■ Given entries ■
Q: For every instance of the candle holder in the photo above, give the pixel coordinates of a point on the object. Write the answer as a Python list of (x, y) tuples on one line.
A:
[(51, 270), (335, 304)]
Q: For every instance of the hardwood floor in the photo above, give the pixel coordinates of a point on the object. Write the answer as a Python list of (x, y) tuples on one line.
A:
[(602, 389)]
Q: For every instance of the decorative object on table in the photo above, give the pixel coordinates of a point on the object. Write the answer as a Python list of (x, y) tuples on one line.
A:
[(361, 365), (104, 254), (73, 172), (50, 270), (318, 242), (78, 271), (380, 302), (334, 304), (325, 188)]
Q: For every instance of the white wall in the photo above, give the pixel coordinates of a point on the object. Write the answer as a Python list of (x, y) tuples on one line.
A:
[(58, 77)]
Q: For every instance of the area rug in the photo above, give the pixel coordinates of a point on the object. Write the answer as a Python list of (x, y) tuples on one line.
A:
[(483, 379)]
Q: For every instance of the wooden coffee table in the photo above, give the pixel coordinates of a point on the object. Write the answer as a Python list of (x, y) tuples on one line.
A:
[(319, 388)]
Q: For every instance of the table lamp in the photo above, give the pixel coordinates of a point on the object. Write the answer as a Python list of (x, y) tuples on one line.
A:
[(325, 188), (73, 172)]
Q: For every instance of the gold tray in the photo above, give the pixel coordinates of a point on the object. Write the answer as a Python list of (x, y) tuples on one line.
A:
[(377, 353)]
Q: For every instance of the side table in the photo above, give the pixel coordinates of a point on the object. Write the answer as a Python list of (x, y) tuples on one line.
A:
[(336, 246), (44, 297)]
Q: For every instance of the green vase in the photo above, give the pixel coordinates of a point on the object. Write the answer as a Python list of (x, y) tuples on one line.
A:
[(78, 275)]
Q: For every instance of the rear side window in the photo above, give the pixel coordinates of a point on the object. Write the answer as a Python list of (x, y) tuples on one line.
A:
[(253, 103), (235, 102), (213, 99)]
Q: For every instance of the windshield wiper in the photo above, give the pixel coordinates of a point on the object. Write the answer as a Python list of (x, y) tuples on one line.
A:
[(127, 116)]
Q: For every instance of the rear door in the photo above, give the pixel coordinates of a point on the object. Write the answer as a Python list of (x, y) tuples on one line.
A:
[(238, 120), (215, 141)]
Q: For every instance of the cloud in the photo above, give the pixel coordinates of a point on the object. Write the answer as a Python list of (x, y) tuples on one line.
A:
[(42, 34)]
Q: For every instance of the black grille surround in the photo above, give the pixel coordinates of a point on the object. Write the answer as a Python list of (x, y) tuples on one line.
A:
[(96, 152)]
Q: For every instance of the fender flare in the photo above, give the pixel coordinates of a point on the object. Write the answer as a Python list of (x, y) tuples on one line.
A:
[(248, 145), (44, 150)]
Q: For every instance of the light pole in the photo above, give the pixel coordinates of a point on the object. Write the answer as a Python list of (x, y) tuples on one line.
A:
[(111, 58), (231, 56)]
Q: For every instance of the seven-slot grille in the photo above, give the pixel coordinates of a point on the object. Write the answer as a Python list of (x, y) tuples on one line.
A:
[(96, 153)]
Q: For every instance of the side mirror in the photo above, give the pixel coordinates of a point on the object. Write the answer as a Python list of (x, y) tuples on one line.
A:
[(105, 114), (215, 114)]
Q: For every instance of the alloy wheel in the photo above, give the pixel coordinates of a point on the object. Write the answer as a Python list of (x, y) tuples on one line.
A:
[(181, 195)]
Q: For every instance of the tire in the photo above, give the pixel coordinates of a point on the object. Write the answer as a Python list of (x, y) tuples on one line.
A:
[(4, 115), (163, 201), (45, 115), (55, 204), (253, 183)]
...
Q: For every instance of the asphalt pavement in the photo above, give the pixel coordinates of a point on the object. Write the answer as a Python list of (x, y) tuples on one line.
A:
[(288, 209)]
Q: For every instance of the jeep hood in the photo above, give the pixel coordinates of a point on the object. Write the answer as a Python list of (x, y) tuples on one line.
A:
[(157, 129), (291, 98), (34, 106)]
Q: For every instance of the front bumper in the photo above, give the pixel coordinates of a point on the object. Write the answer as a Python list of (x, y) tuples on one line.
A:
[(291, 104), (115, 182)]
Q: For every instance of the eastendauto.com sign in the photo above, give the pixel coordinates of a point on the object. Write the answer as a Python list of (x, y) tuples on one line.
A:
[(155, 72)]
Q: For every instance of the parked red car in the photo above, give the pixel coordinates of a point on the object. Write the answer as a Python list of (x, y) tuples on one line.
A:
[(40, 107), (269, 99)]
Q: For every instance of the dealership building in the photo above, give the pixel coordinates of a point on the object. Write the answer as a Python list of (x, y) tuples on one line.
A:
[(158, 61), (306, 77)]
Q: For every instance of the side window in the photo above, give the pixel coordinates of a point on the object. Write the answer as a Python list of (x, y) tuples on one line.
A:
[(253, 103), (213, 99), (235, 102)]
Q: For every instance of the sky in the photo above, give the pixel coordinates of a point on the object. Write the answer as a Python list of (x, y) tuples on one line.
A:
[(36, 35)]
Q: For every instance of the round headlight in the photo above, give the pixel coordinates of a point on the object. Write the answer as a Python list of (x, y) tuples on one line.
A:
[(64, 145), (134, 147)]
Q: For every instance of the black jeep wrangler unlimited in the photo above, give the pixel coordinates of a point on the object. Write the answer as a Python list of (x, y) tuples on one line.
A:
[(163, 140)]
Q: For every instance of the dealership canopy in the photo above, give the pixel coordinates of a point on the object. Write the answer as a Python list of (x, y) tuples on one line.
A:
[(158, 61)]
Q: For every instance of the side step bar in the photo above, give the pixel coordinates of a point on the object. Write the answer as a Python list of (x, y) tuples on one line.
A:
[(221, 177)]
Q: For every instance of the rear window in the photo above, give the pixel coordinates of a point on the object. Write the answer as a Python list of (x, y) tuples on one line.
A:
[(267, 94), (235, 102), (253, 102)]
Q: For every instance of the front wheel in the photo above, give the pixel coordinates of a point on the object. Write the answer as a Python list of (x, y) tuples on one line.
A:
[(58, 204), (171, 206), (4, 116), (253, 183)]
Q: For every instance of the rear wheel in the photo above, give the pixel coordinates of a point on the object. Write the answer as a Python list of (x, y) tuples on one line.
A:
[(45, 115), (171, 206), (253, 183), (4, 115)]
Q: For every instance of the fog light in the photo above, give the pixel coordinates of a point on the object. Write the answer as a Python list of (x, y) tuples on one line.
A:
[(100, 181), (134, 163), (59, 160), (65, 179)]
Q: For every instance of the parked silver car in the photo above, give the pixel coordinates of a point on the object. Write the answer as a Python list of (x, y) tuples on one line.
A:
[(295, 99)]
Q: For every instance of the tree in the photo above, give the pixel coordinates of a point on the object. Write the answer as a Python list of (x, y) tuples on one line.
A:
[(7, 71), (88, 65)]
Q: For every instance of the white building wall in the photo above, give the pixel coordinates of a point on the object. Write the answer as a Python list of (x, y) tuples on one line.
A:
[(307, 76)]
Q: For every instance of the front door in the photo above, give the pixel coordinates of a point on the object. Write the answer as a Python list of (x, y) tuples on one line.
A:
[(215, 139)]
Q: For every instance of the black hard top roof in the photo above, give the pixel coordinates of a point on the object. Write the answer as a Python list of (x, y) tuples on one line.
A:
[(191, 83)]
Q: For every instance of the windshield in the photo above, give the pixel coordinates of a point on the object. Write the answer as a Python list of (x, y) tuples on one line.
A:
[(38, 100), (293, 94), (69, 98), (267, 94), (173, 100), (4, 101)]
...
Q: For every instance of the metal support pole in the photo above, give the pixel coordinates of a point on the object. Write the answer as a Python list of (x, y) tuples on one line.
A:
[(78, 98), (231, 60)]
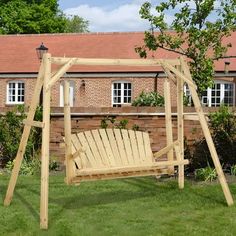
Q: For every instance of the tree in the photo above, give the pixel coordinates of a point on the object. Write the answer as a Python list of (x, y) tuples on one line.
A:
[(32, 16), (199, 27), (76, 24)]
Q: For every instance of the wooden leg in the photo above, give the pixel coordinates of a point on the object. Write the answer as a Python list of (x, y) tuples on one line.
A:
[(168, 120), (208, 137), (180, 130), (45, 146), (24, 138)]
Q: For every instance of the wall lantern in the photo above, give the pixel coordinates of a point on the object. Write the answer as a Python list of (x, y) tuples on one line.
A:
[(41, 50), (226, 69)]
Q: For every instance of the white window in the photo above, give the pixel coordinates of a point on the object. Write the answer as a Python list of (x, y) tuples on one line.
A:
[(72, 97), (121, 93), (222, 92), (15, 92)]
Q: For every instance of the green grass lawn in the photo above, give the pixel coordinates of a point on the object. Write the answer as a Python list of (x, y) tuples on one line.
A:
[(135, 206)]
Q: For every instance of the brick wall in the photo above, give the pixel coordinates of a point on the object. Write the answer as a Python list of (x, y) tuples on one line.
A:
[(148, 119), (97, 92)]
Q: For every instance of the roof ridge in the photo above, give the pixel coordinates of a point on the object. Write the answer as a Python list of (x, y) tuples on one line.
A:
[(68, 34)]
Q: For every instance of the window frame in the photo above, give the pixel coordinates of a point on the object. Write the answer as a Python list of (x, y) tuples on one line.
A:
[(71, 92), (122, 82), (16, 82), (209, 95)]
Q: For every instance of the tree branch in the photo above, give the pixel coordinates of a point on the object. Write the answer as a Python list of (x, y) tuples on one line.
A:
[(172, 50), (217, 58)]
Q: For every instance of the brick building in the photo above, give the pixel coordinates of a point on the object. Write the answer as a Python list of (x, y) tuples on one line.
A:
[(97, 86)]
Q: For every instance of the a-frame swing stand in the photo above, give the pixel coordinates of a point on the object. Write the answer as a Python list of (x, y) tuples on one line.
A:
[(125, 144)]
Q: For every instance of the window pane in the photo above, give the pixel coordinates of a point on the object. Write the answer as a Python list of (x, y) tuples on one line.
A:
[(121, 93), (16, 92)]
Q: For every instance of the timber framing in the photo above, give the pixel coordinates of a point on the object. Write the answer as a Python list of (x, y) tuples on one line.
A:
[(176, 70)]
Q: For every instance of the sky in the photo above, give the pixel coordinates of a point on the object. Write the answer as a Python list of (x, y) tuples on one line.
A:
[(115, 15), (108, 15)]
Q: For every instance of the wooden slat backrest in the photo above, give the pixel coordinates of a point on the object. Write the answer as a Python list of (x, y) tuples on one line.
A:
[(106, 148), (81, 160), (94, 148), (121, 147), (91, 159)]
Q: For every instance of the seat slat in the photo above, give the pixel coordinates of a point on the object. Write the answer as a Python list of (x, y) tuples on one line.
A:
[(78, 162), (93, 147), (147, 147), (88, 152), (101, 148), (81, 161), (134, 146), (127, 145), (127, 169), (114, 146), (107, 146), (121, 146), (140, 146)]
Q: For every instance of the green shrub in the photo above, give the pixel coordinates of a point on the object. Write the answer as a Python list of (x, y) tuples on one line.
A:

■ Your instructions ■
I need every line of the material that includes "rear", so please copy them out.

■ Answer to the exercise ■
Q: For every instance of the rear side window in the photo above, give the pixel coordinates of a point on the object. Write the answer as a Python list of (x, y) tuples on one line.
Q: For every instance of the rear door in the photo above, give the pixel coordinates of a point on the object. Write the answer as a Python list of (x, y) tuples on one line.
Q: For every instance of the rear window in the photo above, give the pixel coordinates of a point on the object. Write the answer as a Python list of (x, y) tuples on one line.
Q: For every instance of the rear wheel in the photo above, give the pixel coordinates of a point on the object. Write the answer as a Python list of (x, y) tuples on one line.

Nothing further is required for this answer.